> [ENTRIES SUPPLIED]

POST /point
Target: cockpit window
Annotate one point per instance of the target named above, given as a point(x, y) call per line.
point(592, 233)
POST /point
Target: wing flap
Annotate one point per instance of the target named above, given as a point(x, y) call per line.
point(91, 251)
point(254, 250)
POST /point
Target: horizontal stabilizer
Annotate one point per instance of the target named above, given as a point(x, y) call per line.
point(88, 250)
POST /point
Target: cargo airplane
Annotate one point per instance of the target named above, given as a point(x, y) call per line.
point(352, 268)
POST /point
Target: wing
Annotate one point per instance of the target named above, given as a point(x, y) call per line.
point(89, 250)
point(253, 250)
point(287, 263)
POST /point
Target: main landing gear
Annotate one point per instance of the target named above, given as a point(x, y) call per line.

> [REQUIRED TASK] Change "cargo airplane" to "freight aircraft" throughout the records above and reproduce them with everything else left the same.

> [FINAL RESULT]
POST /point
Target: cockpit window
Annotate one point per instance of the target named above, given as a point(x, y) call per line.
point(592, 233)
POST /point
Target: wing flap
Annotate one point per instance of the target named above, given as a point(x, y) call per line.
point(91, 251)
point(254, 250)
POST /point
Target: horizontal stabilizer
Annotate one point per instance of the target named above, given as a point(x, y) call per line.
point(88, 250)
POST /point
Target: freight aircraft
Annotate one point per instance of the target named above, given as a point(x, y) call per line.
point(352, 268)
POST /point
Target: wing
Annotate one point per instance of the target named above, given as a point(x, y) call per line.
point(89, 250)
point(253, 250)
point(287, 263)
POST /point
Target: main landing gear
Annotate one point per instance of the target named above, given as a point(x, y) call per line.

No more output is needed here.